Exercise details | Take the listing below and print exactly the lines starting at the line containing "# each pair looks like [[396, 176]]" and ending at the line containing "# each pair looks like [[544, 721]]", both ends included, and no others.

════════════════════

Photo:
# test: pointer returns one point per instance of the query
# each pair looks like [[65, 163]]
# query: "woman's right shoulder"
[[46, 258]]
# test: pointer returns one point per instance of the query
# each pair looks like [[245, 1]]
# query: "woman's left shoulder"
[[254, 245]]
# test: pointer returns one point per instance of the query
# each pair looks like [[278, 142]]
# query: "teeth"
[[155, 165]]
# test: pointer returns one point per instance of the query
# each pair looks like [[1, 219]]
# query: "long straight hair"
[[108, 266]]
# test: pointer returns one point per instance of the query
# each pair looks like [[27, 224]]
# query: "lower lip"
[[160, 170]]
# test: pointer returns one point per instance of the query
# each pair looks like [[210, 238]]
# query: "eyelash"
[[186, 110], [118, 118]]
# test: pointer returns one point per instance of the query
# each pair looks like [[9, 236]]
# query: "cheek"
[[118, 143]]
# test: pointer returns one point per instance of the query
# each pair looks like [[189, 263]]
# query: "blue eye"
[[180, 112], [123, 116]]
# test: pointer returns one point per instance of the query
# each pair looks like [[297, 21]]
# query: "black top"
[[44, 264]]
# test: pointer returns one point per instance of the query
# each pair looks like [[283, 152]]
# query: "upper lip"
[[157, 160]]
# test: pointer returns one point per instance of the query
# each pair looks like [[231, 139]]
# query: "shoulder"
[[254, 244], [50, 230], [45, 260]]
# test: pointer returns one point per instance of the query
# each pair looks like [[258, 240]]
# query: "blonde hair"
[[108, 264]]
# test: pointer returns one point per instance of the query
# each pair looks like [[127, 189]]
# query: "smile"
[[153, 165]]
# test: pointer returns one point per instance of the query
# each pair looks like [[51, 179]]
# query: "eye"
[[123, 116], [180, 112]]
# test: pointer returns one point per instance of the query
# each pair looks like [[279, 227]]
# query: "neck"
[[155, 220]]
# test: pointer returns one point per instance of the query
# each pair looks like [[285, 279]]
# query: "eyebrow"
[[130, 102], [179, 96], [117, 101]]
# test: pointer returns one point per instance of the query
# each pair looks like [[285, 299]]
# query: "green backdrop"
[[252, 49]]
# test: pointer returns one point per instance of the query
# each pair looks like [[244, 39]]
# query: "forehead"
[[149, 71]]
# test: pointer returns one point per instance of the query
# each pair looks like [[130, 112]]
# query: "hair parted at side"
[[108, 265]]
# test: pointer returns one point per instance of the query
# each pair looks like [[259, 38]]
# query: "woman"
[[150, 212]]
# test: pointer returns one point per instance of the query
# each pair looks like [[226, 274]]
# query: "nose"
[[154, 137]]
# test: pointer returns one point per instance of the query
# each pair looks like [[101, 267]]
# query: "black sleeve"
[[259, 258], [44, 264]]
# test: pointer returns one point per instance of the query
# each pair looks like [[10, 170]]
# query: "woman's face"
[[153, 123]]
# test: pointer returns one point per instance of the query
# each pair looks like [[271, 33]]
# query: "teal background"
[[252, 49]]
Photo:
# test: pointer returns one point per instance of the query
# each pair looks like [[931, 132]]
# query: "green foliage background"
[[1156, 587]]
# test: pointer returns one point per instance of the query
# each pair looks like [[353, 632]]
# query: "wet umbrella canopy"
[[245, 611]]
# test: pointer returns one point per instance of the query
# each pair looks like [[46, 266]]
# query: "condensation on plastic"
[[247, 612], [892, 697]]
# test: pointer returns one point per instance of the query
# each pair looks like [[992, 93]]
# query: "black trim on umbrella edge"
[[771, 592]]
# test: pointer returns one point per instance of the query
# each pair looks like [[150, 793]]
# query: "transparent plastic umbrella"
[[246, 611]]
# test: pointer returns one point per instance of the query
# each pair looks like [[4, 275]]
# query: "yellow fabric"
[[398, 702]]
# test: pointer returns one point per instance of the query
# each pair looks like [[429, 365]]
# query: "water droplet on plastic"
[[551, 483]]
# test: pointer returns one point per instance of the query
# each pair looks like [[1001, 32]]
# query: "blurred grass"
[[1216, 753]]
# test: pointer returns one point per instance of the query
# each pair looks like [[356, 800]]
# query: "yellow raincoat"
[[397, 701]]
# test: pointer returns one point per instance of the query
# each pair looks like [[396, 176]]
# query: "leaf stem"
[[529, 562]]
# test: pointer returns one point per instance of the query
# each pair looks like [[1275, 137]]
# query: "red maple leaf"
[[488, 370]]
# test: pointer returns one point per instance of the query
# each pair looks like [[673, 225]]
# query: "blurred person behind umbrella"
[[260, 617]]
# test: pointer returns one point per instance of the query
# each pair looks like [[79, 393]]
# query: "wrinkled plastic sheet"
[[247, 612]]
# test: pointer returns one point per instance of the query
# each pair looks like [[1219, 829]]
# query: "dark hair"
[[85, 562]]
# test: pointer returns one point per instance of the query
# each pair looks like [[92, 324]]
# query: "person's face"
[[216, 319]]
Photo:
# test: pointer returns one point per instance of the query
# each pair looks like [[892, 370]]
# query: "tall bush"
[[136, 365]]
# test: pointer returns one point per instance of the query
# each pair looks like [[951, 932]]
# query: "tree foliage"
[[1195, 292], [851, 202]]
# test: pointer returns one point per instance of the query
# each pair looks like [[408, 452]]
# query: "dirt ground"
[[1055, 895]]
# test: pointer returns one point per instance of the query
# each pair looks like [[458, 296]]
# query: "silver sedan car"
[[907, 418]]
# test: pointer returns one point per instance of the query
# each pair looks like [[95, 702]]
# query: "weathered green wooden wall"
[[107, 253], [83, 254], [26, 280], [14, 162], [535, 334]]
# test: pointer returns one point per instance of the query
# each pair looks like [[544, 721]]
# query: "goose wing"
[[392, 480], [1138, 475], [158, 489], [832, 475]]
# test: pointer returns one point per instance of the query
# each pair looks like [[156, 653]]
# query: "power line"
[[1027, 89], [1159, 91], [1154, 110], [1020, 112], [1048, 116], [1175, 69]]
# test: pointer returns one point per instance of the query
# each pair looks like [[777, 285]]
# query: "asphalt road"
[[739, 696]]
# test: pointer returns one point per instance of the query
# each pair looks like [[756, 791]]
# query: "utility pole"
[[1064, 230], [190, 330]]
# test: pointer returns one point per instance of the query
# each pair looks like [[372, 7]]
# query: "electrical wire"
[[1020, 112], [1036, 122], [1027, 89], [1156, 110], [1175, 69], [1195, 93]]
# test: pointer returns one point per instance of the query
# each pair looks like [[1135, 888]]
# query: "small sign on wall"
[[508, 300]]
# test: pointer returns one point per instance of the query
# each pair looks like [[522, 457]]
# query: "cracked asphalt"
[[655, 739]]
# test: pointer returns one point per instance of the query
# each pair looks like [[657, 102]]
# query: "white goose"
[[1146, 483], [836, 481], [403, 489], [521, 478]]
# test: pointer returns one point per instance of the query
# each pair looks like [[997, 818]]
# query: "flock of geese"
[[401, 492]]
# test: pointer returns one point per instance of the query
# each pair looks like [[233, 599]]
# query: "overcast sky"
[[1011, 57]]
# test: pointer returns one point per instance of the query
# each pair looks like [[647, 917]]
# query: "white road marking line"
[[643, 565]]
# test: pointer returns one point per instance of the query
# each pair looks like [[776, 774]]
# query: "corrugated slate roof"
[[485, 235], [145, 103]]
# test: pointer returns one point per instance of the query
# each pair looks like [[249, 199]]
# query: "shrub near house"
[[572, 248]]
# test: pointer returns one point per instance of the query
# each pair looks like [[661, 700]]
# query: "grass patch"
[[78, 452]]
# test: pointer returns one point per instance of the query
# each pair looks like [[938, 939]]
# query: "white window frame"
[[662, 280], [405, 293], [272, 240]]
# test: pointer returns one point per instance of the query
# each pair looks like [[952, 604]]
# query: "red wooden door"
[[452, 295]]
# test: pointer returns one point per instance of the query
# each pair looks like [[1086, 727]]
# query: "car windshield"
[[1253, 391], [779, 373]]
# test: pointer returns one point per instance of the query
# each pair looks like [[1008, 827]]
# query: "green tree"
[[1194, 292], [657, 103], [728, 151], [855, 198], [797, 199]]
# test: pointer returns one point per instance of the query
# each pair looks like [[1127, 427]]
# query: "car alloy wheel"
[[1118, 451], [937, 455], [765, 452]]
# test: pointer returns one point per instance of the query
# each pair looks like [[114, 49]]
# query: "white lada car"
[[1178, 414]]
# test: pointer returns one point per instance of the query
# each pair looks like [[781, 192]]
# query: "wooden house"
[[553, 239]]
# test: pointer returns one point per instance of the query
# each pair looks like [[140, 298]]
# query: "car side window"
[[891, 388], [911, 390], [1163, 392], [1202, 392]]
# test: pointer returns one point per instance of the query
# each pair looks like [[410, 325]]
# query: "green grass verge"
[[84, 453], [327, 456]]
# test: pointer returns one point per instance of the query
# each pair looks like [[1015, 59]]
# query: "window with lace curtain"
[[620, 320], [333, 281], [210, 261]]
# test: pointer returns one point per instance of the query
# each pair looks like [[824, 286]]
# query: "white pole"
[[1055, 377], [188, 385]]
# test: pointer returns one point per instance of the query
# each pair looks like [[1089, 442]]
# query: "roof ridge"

════════════════════

Result |
# each pair looks like [[396, 176]]
# query: "leaf stem"
[[529, 562]]
# test: pointer returns one point per instance of the query
# each pair looks like [[1275, 137]]
# query: "red maple leaf"
[[488, 370]]
# test: pointer returns one point per instance of the query
# each pair looks like [[673, 225]]
# query: "blurred person behind umbrella"
[[260, 617]]
# test: pointer returns one point per instance of the query
# each pair looks like [[79, 393]]
# query: "wrinkled plastic sheet"
[[247, 612]]
# test: pointer returns one point per instance of the query
# each pair looks like [[1219, 829]]
# query: "dark hair"
[[85, 562]]
# test: pointer returns one point per instance of the query
# each pair looks like [[92, 324]]
# query: "person's face"
[[216, 319]]
Photo:
# test: pointer returns one point per instance of the query
# each pair looks like [[892, 370]]
# query: "tall bush"
[[136, 365]]
# test: pointer returns one point per instance of the query
# each pair looks like [[951, 932]]
# query: "tree foliage"
[[1195, 292], [851, 202]]
# test: pointer returns one point per instance of the query
# each pair looks like [[408, 452]]
# query: "dirt ground"
[[1055, 895]]
# test: pointer returns one point per instance of the query
# each pair looks like [[458, 296]]
# query: "silver sedan car"
[[907, 418]]
# test: pointer returns one point per instance of the query
# each pair looks like [[95, 702]]
# query: "weathered green wooden wall"
[[107, 253], [83, 254], [26, 280], [14, 162], [535, 334]]
# test: pointer returns one point per instance of the query
# each pair looks like [[544, 721]]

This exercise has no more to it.